C’est un travail difficile surtout parce que, le plus souvent, les personnes qui aident les dictateurs à soustraire de l’argent et qui les défendent sont, précisément, d’autres avocats.

swissinfo.ch: Vous est-il arrivé d’avoir eu peur? Avez-vous reçu des menaces?

E.M.: Non, je n’ai pas peur, sinon je ne pourrais pas faire ce métier. Comme on dit en anglais: ‘You don’t fear the devil you know’ (on ne craint pas le diable qu’on connaît). Sinon, il y a eu des menaces, mais voilées et pas de la part d’Africains. Il s’agit plutôt d’intermédiaires financiers en Suisse, parfois d’avocats qui, en feignant l’amitié, m’ont conseillé de laisser tomber. Qui me recommandaient de faire attention, me suggéraient de ‘ne pas exagérer’, pour éviter d’avoir des problèmes.

_Données à examiner_.
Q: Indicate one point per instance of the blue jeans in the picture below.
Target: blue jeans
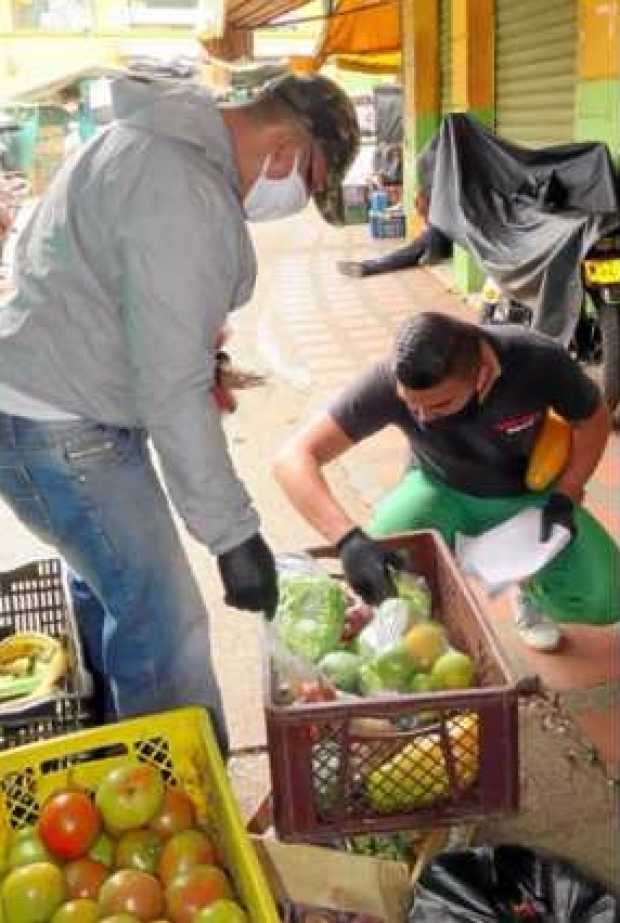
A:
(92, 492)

...

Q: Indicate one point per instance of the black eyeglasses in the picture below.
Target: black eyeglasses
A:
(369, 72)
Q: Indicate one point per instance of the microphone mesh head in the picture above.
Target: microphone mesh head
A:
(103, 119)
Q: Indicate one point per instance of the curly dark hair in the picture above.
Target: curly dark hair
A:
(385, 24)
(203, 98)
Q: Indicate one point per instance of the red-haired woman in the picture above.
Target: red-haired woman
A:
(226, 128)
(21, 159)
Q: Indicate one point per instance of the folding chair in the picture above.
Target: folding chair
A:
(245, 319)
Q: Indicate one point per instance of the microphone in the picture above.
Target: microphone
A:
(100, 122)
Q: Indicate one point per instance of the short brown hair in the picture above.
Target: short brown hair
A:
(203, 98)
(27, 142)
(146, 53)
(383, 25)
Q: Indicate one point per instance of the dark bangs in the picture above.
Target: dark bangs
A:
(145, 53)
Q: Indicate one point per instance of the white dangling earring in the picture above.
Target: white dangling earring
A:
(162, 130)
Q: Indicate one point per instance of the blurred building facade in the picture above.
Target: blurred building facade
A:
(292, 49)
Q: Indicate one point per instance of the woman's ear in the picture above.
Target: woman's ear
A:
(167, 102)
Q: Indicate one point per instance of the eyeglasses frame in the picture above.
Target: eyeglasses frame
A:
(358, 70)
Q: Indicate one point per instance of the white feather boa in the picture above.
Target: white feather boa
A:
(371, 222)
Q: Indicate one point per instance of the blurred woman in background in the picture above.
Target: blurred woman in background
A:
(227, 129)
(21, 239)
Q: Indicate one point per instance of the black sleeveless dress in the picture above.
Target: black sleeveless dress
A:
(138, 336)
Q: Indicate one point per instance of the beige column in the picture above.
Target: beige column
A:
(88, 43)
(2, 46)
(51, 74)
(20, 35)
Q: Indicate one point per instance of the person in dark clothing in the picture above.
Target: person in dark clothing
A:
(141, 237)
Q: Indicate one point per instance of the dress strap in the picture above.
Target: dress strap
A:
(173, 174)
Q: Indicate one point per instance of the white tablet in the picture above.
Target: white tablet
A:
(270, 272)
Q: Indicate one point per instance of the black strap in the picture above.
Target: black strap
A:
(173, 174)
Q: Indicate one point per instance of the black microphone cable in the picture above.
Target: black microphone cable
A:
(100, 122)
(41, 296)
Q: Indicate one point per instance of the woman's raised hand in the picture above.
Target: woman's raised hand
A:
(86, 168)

_Consignes_.
1. Recopiez l'extrait en commençant par « C’est un travail » et en allant jusqu'à « précisément, d’autres avocats. » inclus.
2. Relevez dans l'extrait tous les conseils que les personnes qui menaçaient E.M. lui donnaient.
3. D'après l'extrait, de qui venaient les menaces reçues par E.M. ?

_Vos réponses_.
1.
C’est un travail difficile surtout parce que, le plus souvent, les personnes qui aident les dictateurs à soustraire de l’argent et qui les défendent sont, précisément, d’autres avocats.

2.
- laisser tomber
- faire attention
- ne pas exagérer

3. D'intermédiaires financiers en Suisse, parfois d'avocats, et pas d'Africains.